◆ **Action requise 1**
Dans l'extrait consacré aux Héritiers de Bourdieu et Passeron, quel concept les deux sociologues associent-ils à la description du fait inégalitaire ?
◆ **Action requise 2**
Poursuivez l'extrait consacré aux Héritiers de Bourdieu et Passeron à partir de sa dernière phrase.

◆ **Extrait du texte**
_ _ _ _

Valérie Erlich, Université Côte d’Azur
Vingt ans après la disparition de Pierre Bourdieu, voici l’occasion de se pencher à nouveau sur l’un de ses ouvrages les plus commentés, co-écrit avec Jean-Claude Passeron, Les Héritiers, les étudiants et la culture, paru aux Éditions de Minuit en 1964. Bien au-delà du cercle restreint des sociologues, ses analyses firent émerger des débats passionnés sur l’école et restent, près de soixante ans plus tard, d’une grande actualité. Car l’inégalité sociale dans le cadre scolaire demeure un fait patent, aujourd’hui comme hier.
La thèse de Bourdieu et Passeron est simple et remet en question les théories à la mode à cette époque : les inégalités devant l’école ne se réduisent pas à l’insuffisance de ressources économiques mais elles sont aussi redevables à des raisons d’ordre social. À la description du fait inégalitaire, les deux sociologues associent la définition d’un concept d’une grande valeur heuristique : l’« héritage culturel ».
Les héritiers sont les « élus », ceux qui ont hérité par leur milieu familial de manières de dire et de faire, de savoirs et de savoir-faire, de goûts culturels, qui sont exigés et valorisés par le système scolaire, ce qui leur donne un privilège dans leur rapport à l’école.
Il faut ainsi comprendre que le capital culturel sert directement la réussite et les tâches scolaires. L’école se trouve donc prise dans les mécanismes de reproduction, puisqu’elle suppose acquise la culture qu’elle doit enseigner. Ainsi, la culture scolaire est frappée du sceau de l’arbitraire culturel : contenus et formes scolaires ne relèvent pas totalement du mérite scolaire mais de l’action du privilège culturel, c’est-à-dire cet héritage qui se transmet de manière discrète et indirecte, sans action manifeste du milieu familial.

_ _ _ _

◆ **Données brutes**

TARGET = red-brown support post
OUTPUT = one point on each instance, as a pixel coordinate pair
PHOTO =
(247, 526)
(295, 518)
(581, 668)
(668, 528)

_ _ _ _

◆ **Réponse 1**
Ils lui associent le concept d'« héritage culturel ».

◆ **Réponse 2**
Implicites culturels
L’exemple récent de l’impact des inégalités sociales au cours de la crise sanitaire du Covid-19 valide cet implicite de l’éducation révélé par les auteurs. Au-delà des contraintes matérielles et de la fracture numérique qui ont particulièrement touché les élèves de milieux défavorisés pendant le confinement (manque de matériels pour travailler, difficultés de connexion, manque de place à domicile), il convient de souligner que c’est surtout la moindre maîtrise des codes culturels qui a accéléré les difficultés scolaires.
17 % des élèves de second degré ont déclaré avoir eu des difficultés de compréhension des cours contre 9 % de ceux d’origines très favorisées et 13 % d’origines favorisées. « Nul doute que la vraie fracture a été dans l’aide apportée à l’enfant en dehors des sessions scolaires » note Éric Charbonnier, analyste éducation à l’OCDE.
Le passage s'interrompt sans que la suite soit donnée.